═════ DATA PROVIDED

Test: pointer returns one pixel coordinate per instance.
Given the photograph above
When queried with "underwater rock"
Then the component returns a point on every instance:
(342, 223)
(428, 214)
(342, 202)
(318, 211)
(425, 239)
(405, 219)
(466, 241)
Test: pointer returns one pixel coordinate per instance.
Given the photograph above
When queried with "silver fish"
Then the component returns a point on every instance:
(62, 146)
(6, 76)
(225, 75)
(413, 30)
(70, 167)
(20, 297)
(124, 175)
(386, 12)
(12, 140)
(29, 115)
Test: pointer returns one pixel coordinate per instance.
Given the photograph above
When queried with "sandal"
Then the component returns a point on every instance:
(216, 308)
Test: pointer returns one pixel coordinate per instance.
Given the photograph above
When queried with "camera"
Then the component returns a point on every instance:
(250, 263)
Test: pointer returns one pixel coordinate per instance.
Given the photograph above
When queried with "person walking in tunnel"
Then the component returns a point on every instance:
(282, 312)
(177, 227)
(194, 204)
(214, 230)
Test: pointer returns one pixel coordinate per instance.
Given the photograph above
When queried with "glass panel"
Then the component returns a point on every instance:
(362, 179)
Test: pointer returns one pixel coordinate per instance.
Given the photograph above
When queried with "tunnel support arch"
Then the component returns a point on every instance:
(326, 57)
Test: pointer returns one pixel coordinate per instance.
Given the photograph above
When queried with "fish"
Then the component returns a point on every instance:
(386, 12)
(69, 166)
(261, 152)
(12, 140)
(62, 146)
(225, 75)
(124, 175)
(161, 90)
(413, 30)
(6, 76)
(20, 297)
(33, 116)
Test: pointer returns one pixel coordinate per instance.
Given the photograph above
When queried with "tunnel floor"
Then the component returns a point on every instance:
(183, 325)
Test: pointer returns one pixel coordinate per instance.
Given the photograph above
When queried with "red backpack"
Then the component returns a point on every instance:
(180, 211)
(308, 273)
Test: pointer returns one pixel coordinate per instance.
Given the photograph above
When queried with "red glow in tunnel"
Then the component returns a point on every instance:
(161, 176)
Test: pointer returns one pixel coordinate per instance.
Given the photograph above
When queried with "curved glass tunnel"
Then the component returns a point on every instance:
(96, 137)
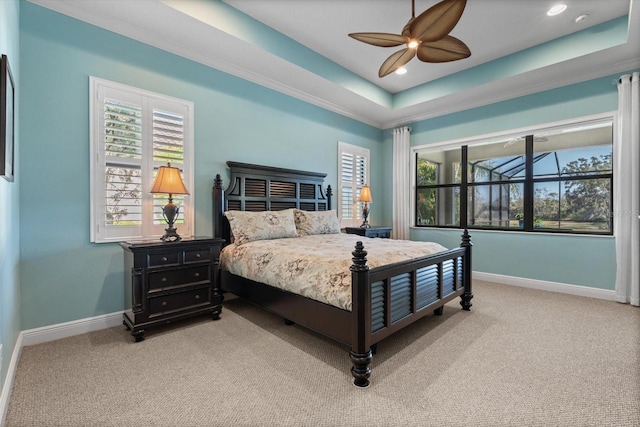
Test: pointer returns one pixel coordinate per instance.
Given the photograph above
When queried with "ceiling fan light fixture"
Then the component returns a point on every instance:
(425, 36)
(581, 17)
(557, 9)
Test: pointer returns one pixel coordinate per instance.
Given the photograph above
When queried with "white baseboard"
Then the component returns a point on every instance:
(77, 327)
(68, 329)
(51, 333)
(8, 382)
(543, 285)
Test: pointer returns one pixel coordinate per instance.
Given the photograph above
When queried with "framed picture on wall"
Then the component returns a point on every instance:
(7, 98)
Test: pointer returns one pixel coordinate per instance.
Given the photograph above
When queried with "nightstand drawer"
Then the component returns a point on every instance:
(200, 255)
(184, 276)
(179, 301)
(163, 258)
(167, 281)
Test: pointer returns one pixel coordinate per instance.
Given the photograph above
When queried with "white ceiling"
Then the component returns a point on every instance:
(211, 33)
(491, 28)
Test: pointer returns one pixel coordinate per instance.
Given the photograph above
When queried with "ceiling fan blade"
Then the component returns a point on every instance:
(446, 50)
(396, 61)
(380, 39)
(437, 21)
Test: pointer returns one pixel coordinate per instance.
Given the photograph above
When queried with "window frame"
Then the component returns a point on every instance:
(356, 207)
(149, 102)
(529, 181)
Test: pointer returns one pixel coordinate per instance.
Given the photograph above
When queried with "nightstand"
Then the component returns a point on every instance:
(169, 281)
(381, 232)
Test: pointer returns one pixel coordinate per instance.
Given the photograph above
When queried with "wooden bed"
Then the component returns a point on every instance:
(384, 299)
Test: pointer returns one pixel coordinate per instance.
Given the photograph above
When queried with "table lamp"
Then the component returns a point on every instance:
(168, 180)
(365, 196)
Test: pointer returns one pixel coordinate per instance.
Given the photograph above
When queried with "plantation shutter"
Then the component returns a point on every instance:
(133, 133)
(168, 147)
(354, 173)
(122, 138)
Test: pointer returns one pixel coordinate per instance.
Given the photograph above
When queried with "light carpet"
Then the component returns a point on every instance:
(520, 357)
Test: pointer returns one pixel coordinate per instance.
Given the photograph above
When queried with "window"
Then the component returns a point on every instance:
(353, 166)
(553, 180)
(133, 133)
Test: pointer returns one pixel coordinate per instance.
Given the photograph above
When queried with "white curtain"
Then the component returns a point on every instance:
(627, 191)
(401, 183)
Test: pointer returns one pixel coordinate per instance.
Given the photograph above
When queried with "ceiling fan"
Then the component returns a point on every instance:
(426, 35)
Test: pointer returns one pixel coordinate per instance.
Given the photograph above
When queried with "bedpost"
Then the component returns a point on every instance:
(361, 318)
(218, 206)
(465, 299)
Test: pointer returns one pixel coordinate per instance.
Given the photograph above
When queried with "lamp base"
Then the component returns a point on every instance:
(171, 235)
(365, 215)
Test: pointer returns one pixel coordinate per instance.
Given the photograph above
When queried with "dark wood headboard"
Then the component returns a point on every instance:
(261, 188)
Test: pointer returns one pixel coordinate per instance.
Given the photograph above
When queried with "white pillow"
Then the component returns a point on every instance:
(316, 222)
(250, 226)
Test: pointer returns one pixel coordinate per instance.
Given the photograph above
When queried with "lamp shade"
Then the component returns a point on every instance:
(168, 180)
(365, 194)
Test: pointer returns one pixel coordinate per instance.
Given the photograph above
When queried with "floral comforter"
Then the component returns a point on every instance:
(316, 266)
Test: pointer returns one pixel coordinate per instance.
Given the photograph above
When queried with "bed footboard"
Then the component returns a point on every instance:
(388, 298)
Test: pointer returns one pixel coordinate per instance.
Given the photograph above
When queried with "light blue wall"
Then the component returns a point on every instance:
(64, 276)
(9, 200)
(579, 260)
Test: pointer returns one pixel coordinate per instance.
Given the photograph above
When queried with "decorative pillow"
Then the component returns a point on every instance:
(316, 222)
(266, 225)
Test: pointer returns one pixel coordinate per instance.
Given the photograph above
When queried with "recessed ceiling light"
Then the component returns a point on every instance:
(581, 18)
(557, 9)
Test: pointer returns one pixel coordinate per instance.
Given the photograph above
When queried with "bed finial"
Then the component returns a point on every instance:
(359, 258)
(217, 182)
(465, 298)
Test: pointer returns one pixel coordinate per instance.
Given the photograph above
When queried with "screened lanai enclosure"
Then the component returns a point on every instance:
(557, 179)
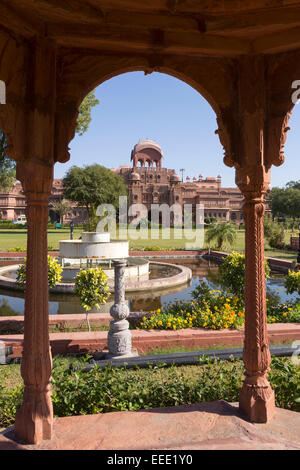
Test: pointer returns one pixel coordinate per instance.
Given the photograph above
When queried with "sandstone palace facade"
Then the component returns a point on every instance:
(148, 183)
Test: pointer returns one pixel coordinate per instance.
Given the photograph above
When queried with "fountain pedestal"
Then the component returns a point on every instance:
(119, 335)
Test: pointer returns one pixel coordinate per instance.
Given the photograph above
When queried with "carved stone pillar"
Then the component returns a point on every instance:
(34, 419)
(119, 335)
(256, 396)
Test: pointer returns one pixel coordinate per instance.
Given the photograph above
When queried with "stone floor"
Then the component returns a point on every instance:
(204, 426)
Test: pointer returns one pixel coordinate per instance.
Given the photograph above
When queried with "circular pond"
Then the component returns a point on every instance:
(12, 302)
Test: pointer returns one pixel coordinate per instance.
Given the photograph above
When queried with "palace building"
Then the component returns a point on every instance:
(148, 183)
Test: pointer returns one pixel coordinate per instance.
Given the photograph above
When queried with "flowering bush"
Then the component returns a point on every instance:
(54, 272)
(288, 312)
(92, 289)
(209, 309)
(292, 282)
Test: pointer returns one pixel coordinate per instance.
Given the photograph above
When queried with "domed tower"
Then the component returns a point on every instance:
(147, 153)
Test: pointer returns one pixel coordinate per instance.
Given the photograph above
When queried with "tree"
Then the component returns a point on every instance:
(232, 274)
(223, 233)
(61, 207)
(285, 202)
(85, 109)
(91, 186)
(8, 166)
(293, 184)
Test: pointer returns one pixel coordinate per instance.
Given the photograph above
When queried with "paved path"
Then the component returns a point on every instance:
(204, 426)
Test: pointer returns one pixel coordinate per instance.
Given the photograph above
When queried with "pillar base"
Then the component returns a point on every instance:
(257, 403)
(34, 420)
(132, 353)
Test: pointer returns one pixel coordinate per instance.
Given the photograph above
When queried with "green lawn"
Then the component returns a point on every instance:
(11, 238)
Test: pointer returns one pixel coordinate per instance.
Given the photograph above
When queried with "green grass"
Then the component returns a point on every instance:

══════════

• EXERCISE BRIEF: For the word "lamp", find all matching lines in the entries above and copy them out.

• SOLUTION BELOW:
When queried with "table lamp"
When queried with "lamp base"
When queried with "lamp shade"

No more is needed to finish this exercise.